Exercise description: Starting with the line that contains "Target: soft bread interior" and stopping after the line that contains "Reviewer note: check that each instance of the forest", copy the entries below exactly. Include nothing else.

Data listing:
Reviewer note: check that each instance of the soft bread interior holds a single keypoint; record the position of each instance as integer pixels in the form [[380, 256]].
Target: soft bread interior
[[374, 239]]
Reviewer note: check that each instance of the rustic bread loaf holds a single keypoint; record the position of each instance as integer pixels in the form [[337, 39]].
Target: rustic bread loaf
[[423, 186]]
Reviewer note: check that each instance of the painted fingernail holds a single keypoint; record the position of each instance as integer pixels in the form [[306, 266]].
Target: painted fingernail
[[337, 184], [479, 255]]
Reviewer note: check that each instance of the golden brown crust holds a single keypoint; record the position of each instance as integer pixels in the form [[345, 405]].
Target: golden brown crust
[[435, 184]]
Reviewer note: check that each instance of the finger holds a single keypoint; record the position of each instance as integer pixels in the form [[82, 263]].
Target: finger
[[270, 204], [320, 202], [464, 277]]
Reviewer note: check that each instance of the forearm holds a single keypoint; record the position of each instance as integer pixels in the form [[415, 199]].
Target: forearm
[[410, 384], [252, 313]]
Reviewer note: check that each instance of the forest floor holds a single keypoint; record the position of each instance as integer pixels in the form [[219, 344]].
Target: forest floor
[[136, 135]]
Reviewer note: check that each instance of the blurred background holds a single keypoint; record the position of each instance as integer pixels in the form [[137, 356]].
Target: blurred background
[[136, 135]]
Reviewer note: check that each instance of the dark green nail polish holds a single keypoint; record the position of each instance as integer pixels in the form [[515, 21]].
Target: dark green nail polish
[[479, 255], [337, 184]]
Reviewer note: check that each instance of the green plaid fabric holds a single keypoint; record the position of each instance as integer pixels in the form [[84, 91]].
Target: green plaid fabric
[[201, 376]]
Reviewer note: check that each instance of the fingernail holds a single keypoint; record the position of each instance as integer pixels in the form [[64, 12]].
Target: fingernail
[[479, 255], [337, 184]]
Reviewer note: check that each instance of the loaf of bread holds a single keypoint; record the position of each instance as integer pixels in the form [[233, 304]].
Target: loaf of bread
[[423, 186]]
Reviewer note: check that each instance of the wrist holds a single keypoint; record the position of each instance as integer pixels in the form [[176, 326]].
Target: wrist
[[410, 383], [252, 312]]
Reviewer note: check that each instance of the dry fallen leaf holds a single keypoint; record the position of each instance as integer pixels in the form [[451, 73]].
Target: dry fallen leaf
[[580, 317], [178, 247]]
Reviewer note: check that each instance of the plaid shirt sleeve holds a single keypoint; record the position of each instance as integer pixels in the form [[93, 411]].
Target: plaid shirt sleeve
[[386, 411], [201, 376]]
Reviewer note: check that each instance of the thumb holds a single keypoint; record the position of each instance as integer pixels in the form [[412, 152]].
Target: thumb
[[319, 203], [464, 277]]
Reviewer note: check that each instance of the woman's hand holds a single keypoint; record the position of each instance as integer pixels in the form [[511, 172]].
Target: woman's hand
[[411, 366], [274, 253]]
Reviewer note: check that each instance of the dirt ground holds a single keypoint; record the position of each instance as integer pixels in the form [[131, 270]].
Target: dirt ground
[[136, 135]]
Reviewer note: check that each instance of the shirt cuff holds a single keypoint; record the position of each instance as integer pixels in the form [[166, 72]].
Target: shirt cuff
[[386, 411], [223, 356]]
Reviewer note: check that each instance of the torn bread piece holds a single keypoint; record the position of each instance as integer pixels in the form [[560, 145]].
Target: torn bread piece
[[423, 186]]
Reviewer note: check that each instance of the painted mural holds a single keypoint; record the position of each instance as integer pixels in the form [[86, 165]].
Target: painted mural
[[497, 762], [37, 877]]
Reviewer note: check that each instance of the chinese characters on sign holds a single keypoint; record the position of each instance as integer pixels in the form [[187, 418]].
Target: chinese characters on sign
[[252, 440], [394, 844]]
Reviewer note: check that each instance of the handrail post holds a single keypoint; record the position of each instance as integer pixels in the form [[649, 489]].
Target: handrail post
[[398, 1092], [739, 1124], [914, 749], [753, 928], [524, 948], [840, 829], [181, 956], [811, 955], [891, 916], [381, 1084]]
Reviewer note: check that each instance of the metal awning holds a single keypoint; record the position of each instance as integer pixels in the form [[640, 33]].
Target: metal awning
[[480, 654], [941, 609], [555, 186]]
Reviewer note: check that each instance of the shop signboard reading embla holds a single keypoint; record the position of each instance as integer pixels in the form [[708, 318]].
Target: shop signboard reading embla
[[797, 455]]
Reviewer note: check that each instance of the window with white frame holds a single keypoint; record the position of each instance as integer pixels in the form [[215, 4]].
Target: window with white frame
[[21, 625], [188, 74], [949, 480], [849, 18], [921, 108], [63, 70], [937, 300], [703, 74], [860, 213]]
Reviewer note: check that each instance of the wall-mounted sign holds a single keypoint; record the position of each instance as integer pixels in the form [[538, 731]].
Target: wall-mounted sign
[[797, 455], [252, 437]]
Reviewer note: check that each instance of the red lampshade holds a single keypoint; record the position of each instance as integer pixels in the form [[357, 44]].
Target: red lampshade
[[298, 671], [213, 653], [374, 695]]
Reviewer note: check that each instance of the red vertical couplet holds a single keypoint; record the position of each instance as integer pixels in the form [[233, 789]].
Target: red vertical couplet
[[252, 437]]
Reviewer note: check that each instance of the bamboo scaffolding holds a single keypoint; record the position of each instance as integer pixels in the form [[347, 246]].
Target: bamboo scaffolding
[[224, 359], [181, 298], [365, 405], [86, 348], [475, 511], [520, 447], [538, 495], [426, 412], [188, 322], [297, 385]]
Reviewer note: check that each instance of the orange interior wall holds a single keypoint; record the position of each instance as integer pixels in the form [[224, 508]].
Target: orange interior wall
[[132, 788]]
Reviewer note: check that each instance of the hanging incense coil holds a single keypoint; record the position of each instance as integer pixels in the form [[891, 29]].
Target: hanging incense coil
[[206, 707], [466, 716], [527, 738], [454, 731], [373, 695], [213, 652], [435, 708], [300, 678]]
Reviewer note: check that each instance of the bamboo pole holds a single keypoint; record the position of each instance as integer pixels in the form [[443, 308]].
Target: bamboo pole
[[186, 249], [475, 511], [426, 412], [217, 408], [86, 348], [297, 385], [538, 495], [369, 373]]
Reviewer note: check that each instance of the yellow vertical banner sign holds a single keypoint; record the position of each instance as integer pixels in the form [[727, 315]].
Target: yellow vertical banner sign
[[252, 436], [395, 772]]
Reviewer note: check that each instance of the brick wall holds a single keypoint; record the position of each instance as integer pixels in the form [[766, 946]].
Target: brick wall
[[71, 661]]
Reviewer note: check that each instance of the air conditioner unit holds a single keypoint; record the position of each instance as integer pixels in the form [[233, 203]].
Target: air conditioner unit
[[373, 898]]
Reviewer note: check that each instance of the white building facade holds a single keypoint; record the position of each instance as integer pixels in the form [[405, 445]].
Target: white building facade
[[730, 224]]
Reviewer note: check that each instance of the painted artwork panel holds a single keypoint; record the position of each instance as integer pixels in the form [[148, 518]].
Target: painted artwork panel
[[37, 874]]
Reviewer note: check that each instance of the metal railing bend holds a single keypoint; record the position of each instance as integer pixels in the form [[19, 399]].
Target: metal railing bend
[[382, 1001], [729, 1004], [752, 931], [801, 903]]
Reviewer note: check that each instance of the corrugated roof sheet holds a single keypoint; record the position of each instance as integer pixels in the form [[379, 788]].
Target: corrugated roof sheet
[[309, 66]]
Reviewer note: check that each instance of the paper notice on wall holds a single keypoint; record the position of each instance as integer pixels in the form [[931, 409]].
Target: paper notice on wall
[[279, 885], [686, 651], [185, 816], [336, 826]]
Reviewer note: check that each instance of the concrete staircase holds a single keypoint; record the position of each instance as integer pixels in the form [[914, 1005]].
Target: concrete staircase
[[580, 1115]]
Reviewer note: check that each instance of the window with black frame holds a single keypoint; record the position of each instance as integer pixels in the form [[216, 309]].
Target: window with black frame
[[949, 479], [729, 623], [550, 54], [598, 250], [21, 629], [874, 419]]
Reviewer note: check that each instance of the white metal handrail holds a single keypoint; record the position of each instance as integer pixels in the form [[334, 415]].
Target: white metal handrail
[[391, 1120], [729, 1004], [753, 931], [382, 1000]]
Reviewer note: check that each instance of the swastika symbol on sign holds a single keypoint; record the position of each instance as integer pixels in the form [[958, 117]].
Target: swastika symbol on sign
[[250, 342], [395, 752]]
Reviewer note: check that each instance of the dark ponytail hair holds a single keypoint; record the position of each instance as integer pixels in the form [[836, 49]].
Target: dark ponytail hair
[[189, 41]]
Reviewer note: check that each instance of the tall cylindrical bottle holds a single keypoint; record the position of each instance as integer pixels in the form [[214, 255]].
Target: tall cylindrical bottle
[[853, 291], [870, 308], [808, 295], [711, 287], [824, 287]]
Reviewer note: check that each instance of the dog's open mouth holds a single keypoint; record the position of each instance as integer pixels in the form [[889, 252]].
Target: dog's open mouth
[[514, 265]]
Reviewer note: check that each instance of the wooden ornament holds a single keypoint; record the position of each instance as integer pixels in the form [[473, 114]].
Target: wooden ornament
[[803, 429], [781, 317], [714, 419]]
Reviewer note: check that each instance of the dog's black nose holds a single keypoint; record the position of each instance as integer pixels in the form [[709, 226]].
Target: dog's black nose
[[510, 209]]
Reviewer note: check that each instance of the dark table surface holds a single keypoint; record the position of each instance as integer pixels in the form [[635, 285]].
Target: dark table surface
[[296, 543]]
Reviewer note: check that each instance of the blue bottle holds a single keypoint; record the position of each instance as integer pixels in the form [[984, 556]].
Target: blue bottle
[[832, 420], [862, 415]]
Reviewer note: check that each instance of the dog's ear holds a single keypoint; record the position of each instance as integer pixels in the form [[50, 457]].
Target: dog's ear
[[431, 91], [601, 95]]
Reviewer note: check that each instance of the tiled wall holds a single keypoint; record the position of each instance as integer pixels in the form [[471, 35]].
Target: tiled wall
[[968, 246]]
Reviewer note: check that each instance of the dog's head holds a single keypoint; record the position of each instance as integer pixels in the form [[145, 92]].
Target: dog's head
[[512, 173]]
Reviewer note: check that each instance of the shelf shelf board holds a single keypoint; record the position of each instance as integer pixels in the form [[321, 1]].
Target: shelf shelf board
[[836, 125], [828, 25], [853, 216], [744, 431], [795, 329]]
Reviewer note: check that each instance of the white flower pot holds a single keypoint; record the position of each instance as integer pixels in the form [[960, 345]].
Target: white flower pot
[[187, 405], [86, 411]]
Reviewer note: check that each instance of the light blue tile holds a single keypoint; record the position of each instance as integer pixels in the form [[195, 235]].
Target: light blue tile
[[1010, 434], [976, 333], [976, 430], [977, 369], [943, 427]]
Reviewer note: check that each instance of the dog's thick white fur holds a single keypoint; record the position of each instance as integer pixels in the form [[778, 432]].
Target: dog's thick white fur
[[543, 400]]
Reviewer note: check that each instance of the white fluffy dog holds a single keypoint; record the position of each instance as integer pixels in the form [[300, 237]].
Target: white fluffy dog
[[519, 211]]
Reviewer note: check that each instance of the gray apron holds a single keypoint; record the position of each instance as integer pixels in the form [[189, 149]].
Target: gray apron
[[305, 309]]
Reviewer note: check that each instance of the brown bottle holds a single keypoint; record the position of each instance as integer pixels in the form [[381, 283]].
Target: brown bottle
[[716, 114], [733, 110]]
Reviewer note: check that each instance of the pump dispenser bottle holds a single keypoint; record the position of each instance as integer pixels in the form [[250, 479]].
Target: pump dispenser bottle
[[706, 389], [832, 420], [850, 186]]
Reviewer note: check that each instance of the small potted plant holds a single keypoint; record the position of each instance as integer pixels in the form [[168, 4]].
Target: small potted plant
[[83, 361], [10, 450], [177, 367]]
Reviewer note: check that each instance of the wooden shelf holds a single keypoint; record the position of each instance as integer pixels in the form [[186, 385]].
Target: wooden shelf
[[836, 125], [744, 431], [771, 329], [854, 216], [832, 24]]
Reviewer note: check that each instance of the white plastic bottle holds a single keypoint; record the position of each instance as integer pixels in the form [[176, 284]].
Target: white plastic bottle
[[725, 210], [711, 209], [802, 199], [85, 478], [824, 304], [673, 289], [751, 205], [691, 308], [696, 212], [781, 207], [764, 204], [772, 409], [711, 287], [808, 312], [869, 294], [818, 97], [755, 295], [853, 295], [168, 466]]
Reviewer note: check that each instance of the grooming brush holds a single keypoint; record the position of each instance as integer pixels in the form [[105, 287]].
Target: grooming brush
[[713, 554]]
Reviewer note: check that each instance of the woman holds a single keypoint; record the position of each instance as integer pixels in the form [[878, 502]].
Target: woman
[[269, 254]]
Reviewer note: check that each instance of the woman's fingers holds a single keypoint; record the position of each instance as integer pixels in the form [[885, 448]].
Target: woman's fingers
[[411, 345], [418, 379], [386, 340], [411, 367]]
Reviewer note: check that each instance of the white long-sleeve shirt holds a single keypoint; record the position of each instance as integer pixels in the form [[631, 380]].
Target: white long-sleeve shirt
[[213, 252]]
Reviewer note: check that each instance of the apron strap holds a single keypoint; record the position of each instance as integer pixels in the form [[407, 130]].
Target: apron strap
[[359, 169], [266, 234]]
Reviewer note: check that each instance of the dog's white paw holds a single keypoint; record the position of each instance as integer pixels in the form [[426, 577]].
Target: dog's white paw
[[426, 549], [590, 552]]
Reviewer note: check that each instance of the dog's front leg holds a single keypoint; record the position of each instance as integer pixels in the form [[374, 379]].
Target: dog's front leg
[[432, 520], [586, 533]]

Solution for this exercise:
Target: soft bread interior
[[374, 239]]
Reviewer note: check that each instance of the rustic bread loaf holds a single keypoint; record the position of each instance as integer pixels in the form [[337, 39]].
Target: rustic bread loaf
[[423, 186]]
Reviewer note: check that each instance of the painted fingernail holds a single keypoint; record the position of each instance as integer pixels in the form [[306, 266]].
Target: painted fingernail
[[337, 184], [479, 255]]
Reviewer note: check that each instance of the golden brown crust holds a single keypoint; record the position of each instance as integer pixels in the form [[345, 405]].
Target: golden brown crust
[[435, 184]]
Reviewer note: check that each instance of the finger holds a single keypoint; record the position of each instance as integer pixels in the form [[82, 263]].
Target: finger
[[270, 204], [320, 202], [464, 277]]
Reviewer note: check that each instance of the forearm holds a single keypoint; record the position of each instance as integer pixels in the form [[415, 199]].
Target: forearm
[[410, 384], [252, 313]]
Reviewer note: check that each instance of the forest floor holds a single keypoint; record the position of each instance as integer pixels in the form [[219, 344]].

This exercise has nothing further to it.